短い課題 1 –
本文によると、清教徒の先祖たちは11月5日に何をするのが常だったか。
短い課題 2 –
次の(a)～(c)が本文の内容と合うかどうか、それぞれ「はい」か「いいえ」で答えよ。判断の根拠となる本文の語句もそのまま引用すること。
(a) 話し手は本日の聖句で3つのことに注目したいと述べている。
(b) 話し手はマシュー・ヘンリーの説教集を所蔵していると思っている。
(c) 11月5日は小僧っ子たちの騒ぎによって記念されるべきだとされている。
短い課題 3 –
本文のうち、「神はほむべきかな。11月の5」から「うにしてくださったのである。」までを、両端を含めて一字も変えずに書き写せ。

本文 –
+ + + +
神はほむべきかな。11月の5日に、私たちはこのような数々の解放を記録することができるのである。私たちの清教徒の先祖たちはこの日には記念礼拝を開くのが常であった。それで、この日は忘れ去られるどころか、小僧っ子たちの底抜け騒ぎによってではなく、聖徒たちの歌によって記念されるべきなのである。私は、いま、11月5日ごとに説教されたマシュー・ヘンリーの説教集を所蔵していると思う。彼の時代の多くの聖職者たちは、この日には決まって説教していたのである。わが国の真のプロテスタント感情は、最近非常な復興と、非常に明確な姿とを現わしているため、もし今朝、神に対して謙遜と心からの感謝のきわみをお返ししないとしたら、私はほとんど許されないであろう。この神こそ、私たちを呪いから解放し、プロテスタントの人間として自由に立ってキリストの福音を説教できるようにしてくださったのである。

 私は本日の聖句で2つのことに注目したい。――第一に、聖徒の相続財産であり、第二に、聖徒の合言葉である。

 I. 第一に、聖徒の《相続財産》である。「あなたを攻めるために作られる武器は、どれも役に立たなくなる。また、さばきの時、あなたを責めたてるどんな舌でも、あなたはそれを罪に定める。これが、主のしもべたちの受け継ぐ分」。それから、聖徒の合言葉がやって来る。「彼らの義は、わたしから出る。――主の御告げ。――」 <英欽定訳>

 さて、今朝の私が、聖徒の相続財産のすべてを調べ上げるだけの時間や、機会や、才質や、力を有していると思ってはならない。特に、このことを思い起こすときにそうである。
+ + + +
提供データ –
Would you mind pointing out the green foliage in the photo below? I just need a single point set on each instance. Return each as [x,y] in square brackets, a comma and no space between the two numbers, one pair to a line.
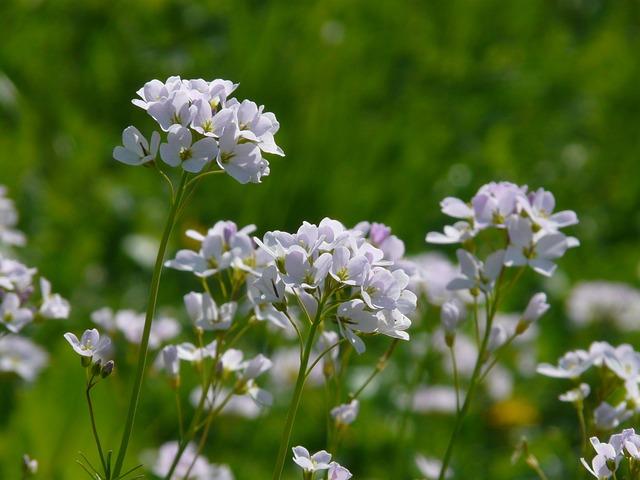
+ + + +
解答 1 –
記念礼拝を開くのが常だった。

解答 2 –
(a) いいえ。「私は本日の聖句で2つのことに注目したい。」
(b) はい。「私は、いま、11月5日ごとに説教されたマシュー・ヘンリーの説教集を所蔵していると思う。」
(c) いいえ。「小僧っ子たちの底抜け騒ぎによってではなく、聖徒たちの歌によって記念されるべきなのである。」

解答 3 –
神はほむべきかな。11月の5日に、私たちはこのような数々の解放を記録することができるのである。私たちの清教徒の先祖たちはこの日には記念礼拝を開くのが常であった。それで、この日は忘れ去られるどころか、小僧っ子たちの底抜け騒ぎによってではなく、聖徒たちの歌によって記念されるべきなのである。私は、いま、11月5日ごとに説教されたマシュー・ヘンリーの説教集を所蔵していると思う。彼の時代の多くの聖職者たちは、この日には決まって説教していたのである。わが国の真のプロテスタント感情は、最近非常な復興と、非常に明確な姿とを現わしているため、もし今朝、神に対して謙遜と心からの感謝のきわみをお返ししないとしたら、私はほとんど許されないであろう。この神こそ、私たちを呪いから解放し、プロテスタントの人間として自由に立ってキリストの福音を説教できるようにしてくださったのである。